**Records for this exercise**
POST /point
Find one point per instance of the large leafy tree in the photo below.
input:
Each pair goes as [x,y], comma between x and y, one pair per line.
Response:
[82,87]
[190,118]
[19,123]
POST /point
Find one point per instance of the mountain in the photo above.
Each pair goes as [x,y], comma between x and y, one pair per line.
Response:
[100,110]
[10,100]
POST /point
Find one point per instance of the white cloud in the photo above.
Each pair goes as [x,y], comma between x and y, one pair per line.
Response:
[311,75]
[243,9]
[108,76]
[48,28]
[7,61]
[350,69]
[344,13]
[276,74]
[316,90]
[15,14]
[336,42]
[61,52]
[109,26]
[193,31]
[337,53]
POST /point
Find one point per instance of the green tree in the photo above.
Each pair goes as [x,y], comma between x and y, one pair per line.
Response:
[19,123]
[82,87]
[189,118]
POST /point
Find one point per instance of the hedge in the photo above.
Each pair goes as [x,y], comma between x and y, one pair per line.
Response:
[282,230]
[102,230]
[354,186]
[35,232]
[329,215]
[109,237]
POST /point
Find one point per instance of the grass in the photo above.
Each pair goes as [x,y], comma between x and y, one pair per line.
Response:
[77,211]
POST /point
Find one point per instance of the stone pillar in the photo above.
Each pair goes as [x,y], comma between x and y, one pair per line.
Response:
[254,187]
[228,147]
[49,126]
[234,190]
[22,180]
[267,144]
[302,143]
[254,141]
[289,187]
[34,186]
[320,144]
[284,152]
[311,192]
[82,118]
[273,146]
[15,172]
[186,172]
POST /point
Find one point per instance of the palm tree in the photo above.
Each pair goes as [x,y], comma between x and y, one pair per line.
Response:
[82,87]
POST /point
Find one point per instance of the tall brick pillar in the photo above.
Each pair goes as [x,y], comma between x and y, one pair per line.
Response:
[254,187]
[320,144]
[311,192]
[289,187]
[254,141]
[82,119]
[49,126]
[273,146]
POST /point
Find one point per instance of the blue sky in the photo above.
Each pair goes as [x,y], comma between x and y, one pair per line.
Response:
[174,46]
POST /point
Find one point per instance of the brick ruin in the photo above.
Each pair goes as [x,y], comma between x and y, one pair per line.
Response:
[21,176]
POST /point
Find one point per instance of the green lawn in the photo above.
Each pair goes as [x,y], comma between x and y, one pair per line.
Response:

**Instructions for the task**
Each line of the material above must be retyped precisely.

**Response for this exercise**
POST /point
Find one point per instance of the large leafy tree in the photo below.
input:
Each pair goes as [x,y], comma between x and y, one pair per line.
Response:
[82,87]
[190,118]
[19,123]
POST /point
Find one point per instance of the mountain in the photo above.
Each pair goes as [x,y], comma between x and y, one pair per line.
Response:
[100,110]
[10,100]
POST /point
Find one point per instance of the white cloud in the photo above.
Each pair goes as [x,y], comma between x and y, one pair per line.
Response:
[311,75]
[243,9]
[108,76]
[48,28]
[7,61]
[350,69]
[344,13]
[276,74]
[316,90]
[15,14]
[336,42]
[61,52]
[109,26]
[193,31]
[337,53]
POST /point
Find one point per instance of the green tree in the photo above.
Each pair goes as [x,y], comma between x and y, one pair per line.
Response:
[19,123]
[82,87]
[189,118]
POST /point
Find one point per instance of the hedge in the photo above.
Each pair goes as [x,y], comma between x and y, one pair per line.
Response:
[282,230]
[102,230]
[354,186]
[35,232]
[329,215]
[109,237]
POST /point
Find one point per instance of the grass in the photo above.
Each pair goes as [x,y], comma between x and y, one pair per line.
Response:
[77,211]
POST /point
Find one point per instance of the stone pillar in the photo above.
Each pair goes as [x,y], comma between x and y, one pair per line.
Response:
[254,187]
[228,147]
[49,126]
[234,190]
[22,180]
[267,144]
[302,143]
[254,141]
[289,187]
[34,186]
[320,144]
[284,152]
[311,192]
[82,118]
[273,146]
[15,172]
[186,172]
POST /point
Find one point per instance of the palm tree in the photo above.
Each pair goes as [x,y], comma between x and y, one pair per line.
Response:
[82,87]
POST /point
Find one point per instance of the tall brick pillar in the photo above.
Each pair goes as [x,y], comma between x and y, one pair per line.
Response:
[254,187]
[320,144]
[311,192]
[289,187]
[254,141]
[82,119]
[49,126]
[273,146]
POST /point
Find one point per instance of the blue sky in the photo above.
Each pair goes as [x,y], comma between x and y, one pair per line.
Response:
[174,46]
POST /point
Find one point per instance of the brick ruin in the photo above.
Each pair goes as [x,y], comma between x and y, one pair per line.
Response:
[21,176]
POST /point
Find one point per instance of the green lawn in the photo above.
Each pair goes as [x,y], comma between x and y, one pair per line.
Response:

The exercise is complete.